[[ EXTRACTED MATERIAL open ]]
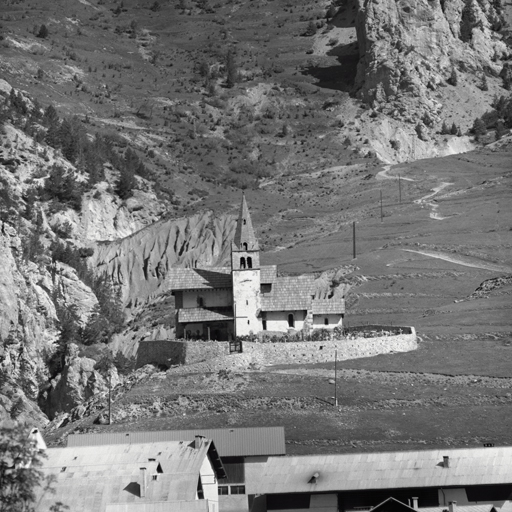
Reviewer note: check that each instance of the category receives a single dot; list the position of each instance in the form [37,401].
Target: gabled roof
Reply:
[289,294]
[244,233]
[190,315]
[392,505]
[229,442]
[87,478]
[199,278]
[334,306]
[364,471]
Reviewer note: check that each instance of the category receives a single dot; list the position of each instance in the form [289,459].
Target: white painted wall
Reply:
[210,485]
[211,298]
[334,321]
[246,293]
[278,320]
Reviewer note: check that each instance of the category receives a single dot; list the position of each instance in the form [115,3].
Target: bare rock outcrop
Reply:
[140,262]
[411,54]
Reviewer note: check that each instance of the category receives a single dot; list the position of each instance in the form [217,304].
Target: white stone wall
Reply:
[278,320]
[246,293]
[210,485]
[334,321]
[211,298]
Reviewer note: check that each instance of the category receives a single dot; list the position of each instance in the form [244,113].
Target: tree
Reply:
[43,32]
[231,68]
[479,128]
[454,79]
[20,460]
[310,29]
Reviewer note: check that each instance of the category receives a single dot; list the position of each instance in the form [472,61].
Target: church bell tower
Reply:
[245,272]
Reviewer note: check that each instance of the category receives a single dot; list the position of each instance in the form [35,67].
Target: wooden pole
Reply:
[109,397]
[354,239]
[336,378]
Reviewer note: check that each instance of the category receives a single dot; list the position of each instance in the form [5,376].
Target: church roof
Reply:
[244,233]
[189,315]
[289,294]
[199,278]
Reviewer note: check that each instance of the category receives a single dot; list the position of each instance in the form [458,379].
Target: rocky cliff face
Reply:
[411,54]
[139,263]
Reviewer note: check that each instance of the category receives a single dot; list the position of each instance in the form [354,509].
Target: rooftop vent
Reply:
[314,478]
[143,482]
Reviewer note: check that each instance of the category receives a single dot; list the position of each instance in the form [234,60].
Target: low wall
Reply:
[172,352]
[323,351]
[264,354]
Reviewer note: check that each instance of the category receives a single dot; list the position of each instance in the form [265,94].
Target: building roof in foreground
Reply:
[228,441]
[88,478]
[190,315]
[334,306]
[199,278]
[364,471]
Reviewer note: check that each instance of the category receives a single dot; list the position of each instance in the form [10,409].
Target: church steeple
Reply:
[245,239]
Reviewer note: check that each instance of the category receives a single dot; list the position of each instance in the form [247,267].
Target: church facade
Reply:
[222,303]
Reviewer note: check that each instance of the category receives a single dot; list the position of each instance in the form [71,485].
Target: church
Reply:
[222,303]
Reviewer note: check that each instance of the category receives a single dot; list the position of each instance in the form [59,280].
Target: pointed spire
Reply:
[244,233]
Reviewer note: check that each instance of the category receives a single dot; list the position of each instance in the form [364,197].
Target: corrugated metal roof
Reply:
[470,466]
[229,442]
[462,508]
[162,506]
[199,278]
[87,478]
[334,306]
[289,294]
[204,314]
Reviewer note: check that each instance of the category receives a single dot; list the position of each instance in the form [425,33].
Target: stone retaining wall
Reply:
[172,352]
[263,354]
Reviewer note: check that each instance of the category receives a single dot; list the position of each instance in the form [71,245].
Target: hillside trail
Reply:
[466,261]
[422,201]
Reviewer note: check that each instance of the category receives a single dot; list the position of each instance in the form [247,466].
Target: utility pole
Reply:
[354,239]
[336,378]
[110,396]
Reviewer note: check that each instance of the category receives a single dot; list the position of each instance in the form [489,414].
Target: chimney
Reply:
[143,482]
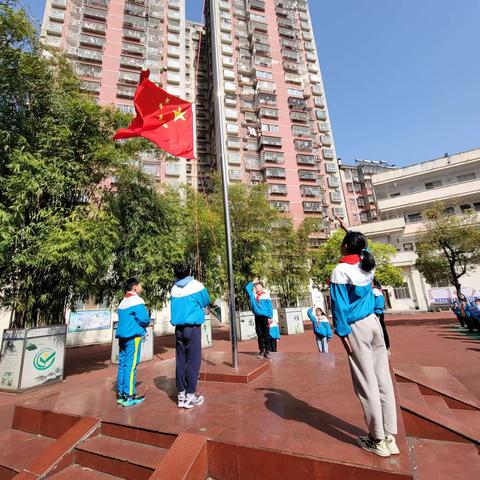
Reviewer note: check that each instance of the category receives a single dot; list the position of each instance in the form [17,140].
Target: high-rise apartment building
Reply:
[358,191]
[110,41]
[271,118]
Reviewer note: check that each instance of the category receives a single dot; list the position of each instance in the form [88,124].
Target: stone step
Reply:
[443,460]
[411,393]
[438,404]
[119,457]
[80,473]
[20,448]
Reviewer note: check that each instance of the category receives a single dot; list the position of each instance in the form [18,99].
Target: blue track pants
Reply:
[189,356]
[128,358]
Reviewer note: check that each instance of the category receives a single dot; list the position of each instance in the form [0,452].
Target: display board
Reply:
[290,321]
[147,345]
[32,358]
[245,325]
[88,320]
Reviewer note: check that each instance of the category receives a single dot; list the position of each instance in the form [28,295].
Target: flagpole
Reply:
[226,207]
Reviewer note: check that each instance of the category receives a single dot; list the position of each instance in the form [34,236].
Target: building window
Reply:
[466,177]
[436,184]
[415,218]
[402,293]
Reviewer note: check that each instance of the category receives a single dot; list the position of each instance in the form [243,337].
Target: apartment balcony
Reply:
[257,5]
[133,35]
[326,140]
[300,116]
[281,206]
[274,172]
[125,92]
[312,207]
[235,174]
[54,28]
[272,156]
[132,62]
[307,175]
[91,55]
[306,191]
[224,6]
[267,141]
[333,182]
[330,167]
[426,198]
[277,189]
[57,15]
[323,127]
[97,14]
[306,160]
[256,26]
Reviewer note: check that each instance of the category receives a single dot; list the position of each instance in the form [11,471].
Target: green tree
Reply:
[151,236]
[328,255]
[290,273]
[449,248]
[56,238]
[252,224]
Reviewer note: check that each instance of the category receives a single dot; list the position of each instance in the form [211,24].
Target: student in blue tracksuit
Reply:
[321,328]
[380,310]
[188,300]
[133,319]
[262,308]
[353,305]
[274,334]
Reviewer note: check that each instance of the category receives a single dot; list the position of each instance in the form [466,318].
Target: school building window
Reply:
[402,293]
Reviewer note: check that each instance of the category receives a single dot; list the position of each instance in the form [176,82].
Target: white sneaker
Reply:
[392,444]
[193,400]
[378,448]
[181,399]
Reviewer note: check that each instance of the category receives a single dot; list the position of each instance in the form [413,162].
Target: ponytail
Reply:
[367,261]
[356,243]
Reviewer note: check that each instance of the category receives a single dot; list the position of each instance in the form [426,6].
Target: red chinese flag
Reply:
[162,118]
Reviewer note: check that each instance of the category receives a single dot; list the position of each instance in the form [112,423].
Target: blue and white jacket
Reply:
[261,305]
[379,301]
[351,294]
[188,300]
[133,318]
[321,326]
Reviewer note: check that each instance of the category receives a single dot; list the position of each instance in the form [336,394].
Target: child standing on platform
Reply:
[353,305]
[133,319]
[380,310]
[274,331]
[188,300]
[262,308]
[321,328]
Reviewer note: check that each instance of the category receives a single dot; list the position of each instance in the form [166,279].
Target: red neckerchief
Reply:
[350,259]
[257,297]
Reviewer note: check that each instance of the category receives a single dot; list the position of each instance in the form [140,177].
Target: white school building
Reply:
[401,195]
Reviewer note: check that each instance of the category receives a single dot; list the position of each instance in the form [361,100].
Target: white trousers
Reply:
[322,343]
[371,377]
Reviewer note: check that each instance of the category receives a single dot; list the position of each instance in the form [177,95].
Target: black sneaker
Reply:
[133,400]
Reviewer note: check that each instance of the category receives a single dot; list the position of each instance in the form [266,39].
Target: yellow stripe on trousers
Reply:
[134,364]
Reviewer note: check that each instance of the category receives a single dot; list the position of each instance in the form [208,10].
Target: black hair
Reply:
[356,243]
[130,283]
[182,270]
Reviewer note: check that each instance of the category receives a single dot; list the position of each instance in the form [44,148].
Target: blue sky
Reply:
[402,77]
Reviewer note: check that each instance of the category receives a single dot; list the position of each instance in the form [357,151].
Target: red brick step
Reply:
[123,458]
[79,473]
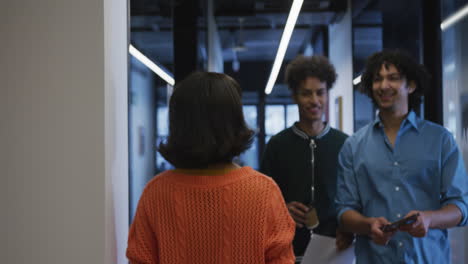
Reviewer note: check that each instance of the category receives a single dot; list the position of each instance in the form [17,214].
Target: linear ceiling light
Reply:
[357,80]
[454,18]
[148,63]
[288,29]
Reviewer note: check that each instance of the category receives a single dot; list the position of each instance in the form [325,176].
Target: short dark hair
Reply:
[406,66]
[303,67]
[206,122]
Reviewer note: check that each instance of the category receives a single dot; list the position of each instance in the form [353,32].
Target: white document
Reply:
[322,250]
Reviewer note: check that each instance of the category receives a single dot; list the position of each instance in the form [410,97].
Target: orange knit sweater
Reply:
[237,217]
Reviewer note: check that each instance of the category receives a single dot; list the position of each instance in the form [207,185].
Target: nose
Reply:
[385,83]
[313,98]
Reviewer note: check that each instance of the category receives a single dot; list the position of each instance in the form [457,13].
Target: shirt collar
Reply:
[410,119]
[303,135]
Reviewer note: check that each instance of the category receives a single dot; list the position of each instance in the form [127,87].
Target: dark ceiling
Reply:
[250,30]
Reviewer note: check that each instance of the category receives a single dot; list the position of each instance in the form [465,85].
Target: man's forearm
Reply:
[[ EXTRACTED MATERIAL closed ]]
> **EXERCISE PROMPT**
What are the lines above, starting at the one with "the form [59,280]." and ending at the one with "the form [364,197]."? Give them again exactly, and only them.

> **RESPONSE FOR THIS EXERCISE**
Reviewer note: check that each instance of the category receives a single dot; list the position of each instance in the form [59,280].
Target: pointed spire
Reply:
[244,233]
Reviewer note: check that each instance of the category receives a single dot; list the position of each instance in the form [364,197].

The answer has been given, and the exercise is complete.